═════ THE DATA

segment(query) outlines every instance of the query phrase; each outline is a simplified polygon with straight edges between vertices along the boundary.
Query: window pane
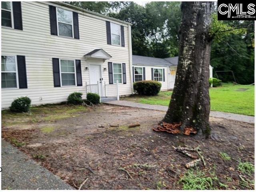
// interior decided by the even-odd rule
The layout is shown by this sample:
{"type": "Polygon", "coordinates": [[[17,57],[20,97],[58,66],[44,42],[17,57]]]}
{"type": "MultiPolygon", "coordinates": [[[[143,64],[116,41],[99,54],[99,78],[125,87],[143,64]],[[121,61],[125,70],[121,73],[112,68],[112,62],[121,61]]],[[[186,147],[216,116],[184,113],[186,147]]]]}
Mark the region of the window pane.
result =
{"type": "Polygon", "coordinates": [[[120,45],[120,36],[111,34],[111,42],[113,45],[120,45]]]}
{"type": "Polygon", "coordinates": [[[114,82],[116,83],[116,80],[118,80],[118,83],[122,83],[122,74],[114,74],[114,82]]]}
{"type": "Polygon", "coordinates": [[[2,73],[2,88],[16,88],[15,73],[2,73]]]}
{"type": "Polygon", "coordinates": [[[120,25],[110,23],[111,34],[120,35],[121,34],[120,25]]]}
{"type": "Polygon", "coordinates": [[[72,25],[58,23],[59,35],[72,37],[72,25]]]}
{"type": "Polygon", "coordinates": [[[58,8],[58,20],[60,22],[72,24],[72,12],[58,8]]]}
{"type": "Polygon", "coordinates": [[[6,27],[12,27],[12,19],[11,17],[11,12],[9,11],[2,10],[1,11],[2,26],[6,27]]]}
{"type": "Polygon", "coordinates": [[[135,82],[140,81],[142,80],[142,75],[135,75],[135,82]]]}
{"type": "MultiPolygon", "coordinates": [[[[11,10],[11,2],[8,1],[2,1],[1,2],[2,9],[11,10]]],[[[3,15],[2,14],[2,16],[3,15]]]]}
{"type": "Polygon", "coordinates": [[[2,71],[16,71],[15,57],[13,56],[2,56],[2,71]]]}
{"type": "Polygon", "coordinates": [[[142,68],[141,67],[134,68],[134,71],[135,74],[142,74],[142,68]]]}
{"type": "Polygon", "coordinates": [[[75,74],[74,73],[62,73],[61,80],[62,86],[76,85],[75,74]]]}
{"type": "Polygon", "coordinates": [[[121,64],[118,63],[113,64],[113,72],[116,73],[122,73],[121,64]]]}

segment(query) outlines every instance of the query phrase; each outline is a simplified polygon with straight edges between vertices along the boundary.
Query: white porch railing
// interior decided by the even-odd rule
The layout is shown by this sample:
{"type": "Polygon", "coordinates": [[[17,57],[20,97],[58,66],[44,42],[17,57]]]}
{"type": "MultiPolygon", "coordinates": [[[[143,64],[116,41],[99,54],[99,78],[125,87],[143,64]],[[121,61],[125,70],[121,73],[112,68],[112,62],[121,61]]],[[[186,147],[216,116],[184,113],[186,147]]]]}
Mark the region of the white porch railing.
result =
{"type": "Polygon", "coordinates": [[[117,100],[119,100],[118,85],[118,80],[116,81],[116,83],[115,84],[106,84],[106,81],[104,81],[102,88],[101,87],[101,84],[98,81],[97,82],[97,84],[88,84],[86,83],[86,92],[101,94],[101,97],[116,97],[117,100]]]}

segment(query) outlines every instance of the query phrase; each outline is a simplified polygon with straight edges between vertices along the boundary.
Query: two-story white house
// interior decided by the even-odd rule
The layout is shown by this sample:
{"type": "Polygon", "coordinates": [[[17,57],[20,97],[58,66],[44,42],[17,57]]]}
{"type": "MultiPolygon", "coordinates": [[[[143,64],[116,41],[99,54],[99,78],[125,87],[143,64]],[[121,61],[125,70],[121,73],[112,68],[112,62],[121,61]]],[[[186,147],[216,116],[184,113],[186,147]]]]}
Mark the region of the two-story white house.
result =
{"type": "Polygon", "coordinates": [[[59,2],[1,6],[2,108],[20,96],[40,105],[74,92],[132,94],[130,23],[59,2]]]}

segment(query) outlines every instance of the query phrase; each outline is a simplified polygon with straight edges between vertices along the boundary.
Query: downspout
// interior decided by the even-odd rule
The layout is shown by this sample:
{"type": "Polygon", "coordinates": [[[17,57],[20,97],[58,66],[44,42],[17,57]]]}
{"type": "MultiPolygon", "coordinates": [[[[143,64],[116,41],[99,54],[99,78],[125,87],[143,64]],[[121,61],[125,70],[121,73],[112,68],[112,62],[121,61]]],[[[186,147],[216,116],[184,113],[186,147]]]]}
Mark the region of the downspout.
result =
{"type": "Polygon", "coordinates": [[[131,81],[132,93],[133,94],[133,83],[132,83],[132,30],[131,25],[128,26],[129,33],[129,62],[130,63],[130,78],[131,81]]]}

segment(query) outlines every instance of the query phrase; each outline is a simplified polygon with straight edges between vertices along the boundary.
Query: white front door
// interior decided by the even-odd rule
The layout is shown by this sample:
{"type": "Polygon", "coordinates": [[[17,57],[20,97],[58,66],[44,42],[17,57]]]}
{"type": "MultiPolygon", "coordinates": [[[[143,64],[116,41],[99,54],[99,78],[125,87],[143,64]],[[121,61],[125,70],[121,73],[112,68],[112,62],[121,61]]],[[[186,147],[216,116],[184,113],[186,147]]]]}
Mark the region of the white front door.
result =
{"type": "Polygon", "coordinates": [[[102,80],[101,77],[101,67],[100,65],[90,65],[90,83],[91,84],[97,84],[99,82],[99,94],[102,96],[102,80]]]}

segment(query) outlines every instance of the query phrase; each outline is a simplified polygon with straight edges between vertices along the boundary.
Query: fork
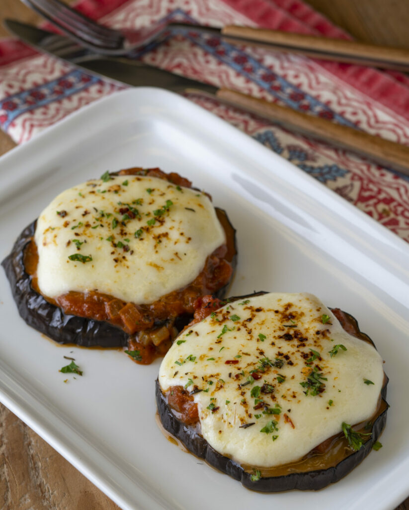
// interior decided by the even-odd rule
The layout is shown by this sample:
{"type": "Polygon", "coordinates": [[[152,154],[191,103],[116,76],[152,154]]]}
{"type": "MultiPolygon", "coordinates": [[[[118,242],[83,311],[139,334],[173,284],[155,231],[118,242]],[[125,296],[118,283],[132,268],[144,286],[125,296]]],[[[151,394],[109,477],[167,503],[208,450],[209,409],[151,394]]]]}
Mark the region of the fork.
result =
{"type": "Polygon", "coordinates": [[[409,50],[405,48],[235,25],[217,29],[162,21],[137,30],[119,31],[96,22],[61,0],[22,2],[82,46],[106,55],[131,56],[142,46],[167,35],[171,28],[187,28],[222,37],[235,44],[246,43],[327,60],[409,71],[409,50]]]}

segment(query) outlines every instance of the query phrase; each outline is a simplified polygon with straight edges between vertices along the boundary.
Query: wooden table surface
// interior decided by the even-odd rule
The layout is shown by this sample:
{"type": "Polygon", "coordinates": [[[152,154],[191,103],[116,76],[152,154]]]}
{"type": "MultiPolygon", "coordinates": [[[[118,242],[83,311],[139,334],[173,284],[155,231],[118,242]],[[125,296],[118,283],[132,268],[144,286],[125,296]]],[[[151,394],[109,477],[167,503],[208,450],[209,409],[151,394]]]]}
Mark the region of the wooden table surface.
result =
{"type": "MultiPolygon", "coordinates": [[[[409,48],[408,0],[309,0],[309,3],[358,40],[409,48]]],[[[0,0],[0,20],[6,17],[28,22],[39,20],[18,0],[0,0]]],[[[0,37],[7,35],[0,27],[0,37]]],[[[15,145],[0,131],[0,155],[15,145]]],[[[0,504],[4,510],[119,509],[1,404],[0,504]]],[[[409,498],[397,510],[409,510],[409,498]]]]}

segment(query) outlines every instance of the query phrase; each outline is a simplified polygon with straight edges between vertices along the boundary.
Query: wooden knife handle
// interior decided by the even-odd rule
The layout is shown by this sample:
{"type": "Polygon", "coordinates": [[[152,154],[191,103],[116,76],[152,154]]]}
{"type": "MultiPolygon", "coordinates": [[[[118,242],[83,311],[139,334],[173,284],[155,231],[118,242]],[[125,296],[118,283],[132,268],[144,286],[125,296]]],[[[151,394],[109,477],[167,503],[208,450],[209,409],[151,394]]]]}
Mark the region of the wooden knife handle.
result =
{"type": "Polygon", "coordinates": [[[409,49],[332,39],[303,34],[228,25],[221,30],[232,42],[272,46],[310,57],[373,65],[386,69],[409,70],[409,49]]]}
{"type": "Polygon", "coordinates": [[[228,89],[219,89],[216,96],[283,127],[352,150],[409,175],[409,147],[405,145],[228,89]]]}

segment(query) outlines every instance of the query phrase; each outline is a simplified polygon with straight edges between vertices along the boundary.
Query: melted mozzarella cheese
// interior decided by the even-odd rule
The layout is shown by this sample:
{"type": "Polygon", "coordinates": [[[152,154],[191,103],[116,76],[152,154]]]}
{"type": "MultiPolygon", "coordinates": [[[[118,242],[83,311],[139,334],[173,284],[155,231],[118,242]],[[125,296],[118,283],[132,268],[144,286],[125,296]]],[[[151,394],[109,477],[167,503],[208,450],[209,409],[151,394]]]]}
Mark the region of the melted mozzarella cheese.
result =
{"type": "Polygon", "coordinates": [[[193,394],[202,434],[217,451],[273,467],[301,458],[340,432],[343,422],[371,417],[382,364],[314,296],[272,293],[233,302],[186,330],[164,359],[159,381],[163,391],[202,390],[193,394]],[[346,350],[338,347],[331,357],[339,344],[346,350]],[[312,371],[316,390],[305,385],[312,371]]]}
{"type": "Polygon", "coordinates": [[[225,242],[206,195],[136,175],[63,192],[40,215],[35,241],[45,295],[96,290],[137,304],[190,283],[225,242]]]}

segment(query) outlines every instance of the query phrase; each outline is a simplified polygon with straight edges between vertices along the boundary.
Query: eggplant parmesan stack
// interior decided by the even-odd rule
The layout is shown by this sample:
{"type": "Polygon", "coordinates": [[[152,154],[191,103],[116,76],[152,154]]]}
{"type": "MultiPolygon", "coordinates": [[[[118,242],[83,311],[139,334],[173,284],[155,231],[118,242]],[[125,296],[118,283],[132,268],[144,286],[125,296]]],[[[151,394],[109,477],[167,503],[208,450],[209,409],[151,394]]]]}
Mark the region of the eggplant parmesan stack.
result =
{"type": "Polygon", "coordinates": [[[190,451],[265,492],[322,489],[369,453],[387,378],[351,316],[309,294],[196,306],[156,383],[161,423],[190,451]]]}
{"type": "Polygon", "coordinates": [[[127,346],[148,364],[198,297],[222,296],[236,256],[208,195],[177,173],[131,168],[61,193],[3,265],[28,324],[61,343],[127,346]]]}

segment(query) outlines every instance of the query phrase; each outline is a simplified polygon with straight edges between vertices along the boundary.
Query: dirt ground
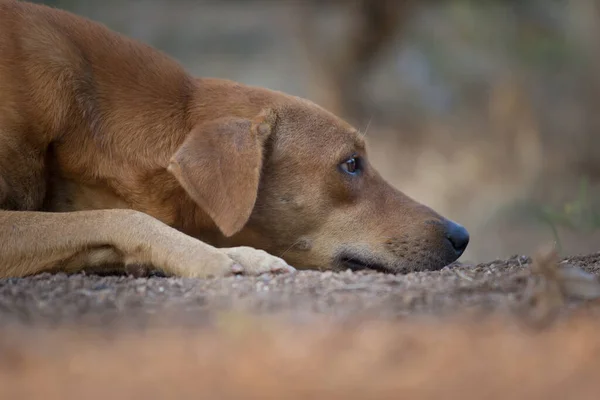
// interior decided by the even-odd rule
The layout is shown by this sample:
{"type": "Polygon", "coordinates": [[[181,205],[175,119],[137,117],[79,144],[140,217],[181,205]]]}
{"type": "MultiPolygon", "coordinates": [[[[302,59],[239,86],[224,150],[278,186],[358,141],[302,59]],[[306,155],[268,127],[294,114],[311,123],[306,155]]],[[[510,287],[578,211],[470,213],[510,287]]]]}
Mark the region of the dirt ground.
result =
{"type": "Polygon", "coordinates": [[[597,398],[600,302],[544,311],[530,264],[0,280],[0,399],[597,398]]]}

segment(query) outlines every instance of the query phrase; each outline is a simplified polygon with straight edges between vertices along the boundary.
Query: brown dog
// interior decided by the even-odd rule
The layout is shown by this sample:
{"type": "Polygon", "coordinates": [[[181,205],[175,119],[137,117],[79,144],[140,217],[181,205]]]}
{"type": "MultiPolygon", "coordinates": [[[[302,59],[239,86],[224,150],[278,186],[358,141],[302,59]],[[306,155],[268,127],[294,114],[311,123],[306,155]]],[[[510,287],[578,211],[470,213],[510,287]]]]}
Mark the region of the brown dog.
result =
{"type": "Polygon", "coordinates": [[[468,240],[317,105],[193,79],[100,24],[0,0],[0,277],[293,270],[274,255],[404,272],[441,268],[468,240]]]}

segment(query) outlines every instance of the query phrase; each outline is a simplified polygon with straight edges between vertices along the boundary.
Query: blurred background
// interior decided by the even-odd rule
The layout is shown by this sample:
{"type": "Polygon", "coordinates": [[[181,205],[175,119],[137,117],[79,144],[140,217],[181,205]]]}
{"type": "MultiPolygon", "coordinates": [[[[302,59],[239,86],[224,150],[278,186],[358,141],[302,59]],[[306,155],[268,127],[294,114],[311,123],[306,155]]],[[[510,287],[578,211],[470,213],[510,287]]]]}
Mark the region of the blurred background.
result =
{"type": "Polygon", "coordinates": [[[600,0],[39,2],[345,117],[463,261],[600,251],[600,0]]]}

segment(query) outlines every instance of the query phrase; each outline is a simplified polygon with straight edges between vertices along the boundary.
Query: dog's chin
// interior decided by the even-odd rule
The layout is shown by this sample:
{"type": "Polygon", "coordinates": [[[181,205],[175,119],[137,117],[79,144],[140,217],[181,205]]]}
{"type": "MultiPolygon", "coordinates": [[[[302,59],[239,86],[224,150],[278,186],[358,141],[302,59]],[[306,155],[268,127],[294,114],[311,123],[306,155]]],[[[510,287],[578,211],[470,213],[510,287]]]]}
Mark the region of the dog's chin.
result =
{"type": "Polygon", "coordinates": [[[342,255],[338,258],[337,265],[342,269],[349,269],[351,271],[377,271],[385,274],[396,274],[395,268],[389,267],[382,263],[366,260],[362,257],[342,255]]]}
{"type": "Polygon", "coordinates": [[[375,271],[385,274],[406,274],[417,271],[437,271],[450,264],[442,260],[423,260],[419,263],[398,262],[387,264],[375,259],[354,254],[341,254],[337,257],[336,263],[340,269],[349,269],[354,272],[358,271],[375,271]]]}

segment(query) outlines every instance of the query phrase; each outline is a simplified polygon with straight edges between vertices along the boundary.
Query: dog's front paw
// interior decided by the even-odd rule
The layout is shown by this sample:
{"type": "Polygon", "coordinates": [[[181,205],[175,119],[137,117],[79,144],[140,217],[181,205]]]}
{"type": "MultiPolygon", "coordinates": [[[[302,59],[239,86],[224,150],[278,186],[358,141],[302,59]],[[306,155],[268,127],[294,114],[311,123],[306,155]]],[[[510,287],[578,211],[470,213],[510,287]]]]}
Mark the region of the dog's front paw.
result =
{"type": "Polygon", "coordinates": [[[229,247],[220,250],[235,262],[231,268],[233,274],[260,275],[296,271],[294,267],[288,265],[283,259],[263,250],[257,250],[252,247],[229,247]]]}

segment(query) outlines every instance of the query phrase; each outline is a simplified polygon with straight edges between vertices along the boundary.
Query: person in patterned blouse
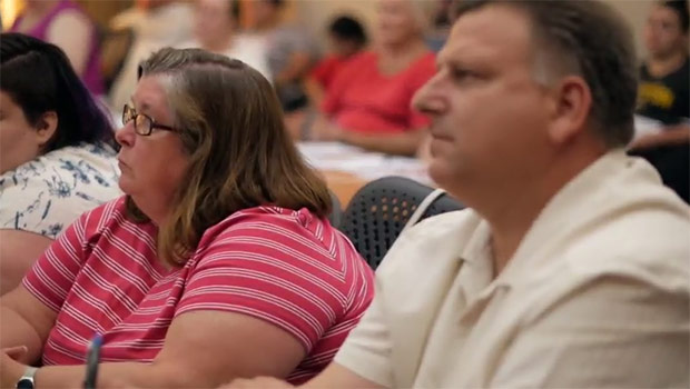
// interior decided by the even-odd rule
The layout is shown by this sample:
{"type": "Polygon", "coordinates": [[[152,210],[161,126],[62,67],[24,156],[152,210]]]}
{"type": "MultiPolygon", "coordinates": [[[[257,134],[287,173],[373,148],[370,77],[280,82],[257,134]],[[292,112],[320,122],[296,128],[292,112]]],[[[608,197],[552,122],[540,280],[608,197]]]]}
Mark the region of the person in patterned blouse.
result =
{"type": "Polygon", "coordinates": [[[115,138],[69,59],[20,33],[0,38],[0,292],[63,228],[120,194],[115,138]]]}
{"type": "Polygon", "coordinates": [[[80,217],[0,299],[0,387],[80,387],[96,333],[99,388],[324,369],[372,301],[373,270],[329,225],[268,80],[162,49],[122,122],[126,196],[80,217]]]}

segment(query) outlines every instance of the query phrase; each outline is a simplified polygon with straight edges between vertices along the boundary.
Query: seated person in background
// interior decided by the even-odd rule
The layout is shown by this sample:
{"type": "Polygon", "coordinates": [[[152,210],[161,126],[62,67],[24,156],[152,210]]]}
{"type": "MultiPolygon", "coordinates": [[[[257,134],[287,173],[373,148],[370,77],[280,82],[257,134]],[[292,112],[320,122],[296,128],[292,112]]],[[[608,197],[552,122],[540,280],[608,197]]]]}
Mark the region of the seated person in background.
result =
{"type": "Polygon", "coordinates": [[[423,0],[378,0],[378,41],[338,72],[314,121],[317,140],[414,154],[428,120],[410,107],[414,92],[434,73],[424,43],[423,0]]]}
{"type": "Polygon", "coordinates": [[[0,36],[0,295],[77,218],[120,196],[110,121],[55,44],[0,36]]]}
{"type": "Polygon", "coordinates": [[[22,32],[65,51],[75,71],[95,96],[102,94],[97,27],[72,0],[26,0],[11,32],[22,32]]]}
{"type": "Polygon", "coordinates": [[[415,104],[430,173],[467,209],[395,241],[304,387],[688,388],[689,207],[624,152],[631,31],[603,2],[460,4],[415,104]]]}
{"type": "Polygon", "coordinates": [[[660,121],[660,132],[638,138],[631,153],[647,158],[663,182],[690,202],[690,59],[688,1],[658,1],[644,37],[638,113],[660,121]]]}
{"type": "Polygon", "coordinates": [[[79,218],[0,298],[0,348],[27,348],[2,356],[1,387],[80,387],[95,333],[99,388],[303,382],[369,305],[373,271],[328,223],[326,184],[260,73],[162,49],[139,74],[116,133],[127,196],[79,218]]]}
{"type": "Polygon", "coordinates": [[[139,62],[164,47],[177,47],[191,39],[194,10],[187,0],[135,0],[135,6],[112,18],[114,31],[129,29],[134,42],[120,72],[108,91],[110,108],[122,109],[135,91],[139,62]]]}
{"type": "Polygon", "coordinates": [[[333,53],[316,63],[306,81],[309,102],[316,107],[345,63],[366,46],[366,33],[356,19],[342,16],[328,26],[328,41],[333,53]]]}
{"type": "Polygon", "coordinates": [[[210,52],[238,59],[270,79],[266,56],[256,39],[236,34],[239,17],[237,0],[197,0],[194,19],[195,40],[183,48],[201,48],[210,52]]]}
{"type": "Polygon", "coordinates": [[[283,110],[292,113],[305,108],[308,100],[303,83],[318,59],[316,42],[302,27],[284,20],[285,0],[245,4],[253,7],[253,29],[262,42],[283,110]]]}

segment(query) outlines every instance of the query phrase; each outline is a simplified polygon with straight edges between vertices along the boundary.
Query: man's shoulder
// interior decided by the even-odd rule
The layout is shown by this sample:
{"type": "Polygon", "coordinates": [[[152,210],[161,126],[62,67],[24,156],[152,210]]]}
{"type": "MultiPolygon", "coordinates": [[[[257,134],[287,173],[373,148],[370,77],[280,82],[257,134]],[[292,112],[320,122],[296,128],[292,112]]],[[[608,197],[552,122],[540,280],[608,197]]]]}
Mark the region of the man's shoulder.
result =
{"type": "Polygon", "coordinates": [[[455,263],[470,242],[486,238],[484,232],[487,231],[480,230],[482,221],[471,209],[424,219],[401,233],[379,269],[416,267],[428,269],[455,263]]]}

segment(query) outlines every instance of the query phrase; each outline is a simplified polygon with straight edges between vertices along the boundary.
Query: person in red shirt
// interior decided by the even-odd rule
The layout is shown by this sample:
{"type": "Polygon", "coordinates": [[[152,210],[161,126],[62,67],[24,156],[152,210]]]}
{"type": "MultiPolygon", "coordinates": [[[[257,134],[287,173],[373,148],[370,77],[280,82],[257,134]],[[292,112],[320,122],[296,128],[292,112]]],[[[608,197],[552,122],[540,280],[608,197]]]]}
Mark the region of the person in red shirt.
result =
{"type": "Polygon", "coordinates": [[[367,40],[364,27],[348,16],[338,17],[329,24],[328,39],[333,53],[316,63],[306,81],[309,101],[317,107],[338,72],[366,46],[367,40]]]}
{"type": "Polygon", "coordinates": [[[116,133],[126,196],[0,299],[0,387],[82,387],[97,333],[99,388],[304,382],[369,305],[372,269],[328,223],[326,184],[258,71],[168,48],[139,74],[116,133]]]}
{"type": "Polygon", "coordinates": [[[435,70],[424,42],[424,1],[379,0],[378,40],[342,69],[312,128],[321,140],[338,140],[393,154],[414,154],[427,119],[411,101],[435,70]]]}

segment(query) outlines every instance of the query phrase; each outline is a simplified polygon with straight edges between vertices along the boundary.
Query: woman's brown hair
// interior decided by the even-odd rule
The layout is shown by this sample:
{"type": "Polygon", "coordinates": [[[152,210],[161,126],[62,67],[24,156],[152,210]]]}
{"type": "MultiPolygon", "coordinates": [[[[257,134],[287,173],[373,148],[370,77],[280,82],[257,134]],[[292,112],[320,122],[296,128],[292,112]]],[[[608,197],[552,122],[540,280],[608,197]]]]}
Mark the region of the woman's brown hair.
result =
{"type": "MultiPolygon", "coordinates": [[[[161,76],[190,168],[159,226],[158,253],[184,265],[204,231],[246,208],[274,205],[331,212],[325,182],[304,162],[270,83],[244,62],[199,49],[165,48],[139,67],[161,76]]],[[[127,199],[129,216],[148,218],[127,199]]]]}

══════════

◆ **WORK INSTRUCTIONS**
Report every line in the records above that contains the string "shoulder", treating uppercase and lowercase as different.

◆ **SOLUTION FOR THIS PROBLEM**
Query: man's shoulder
Mark the region of the man's shoulder.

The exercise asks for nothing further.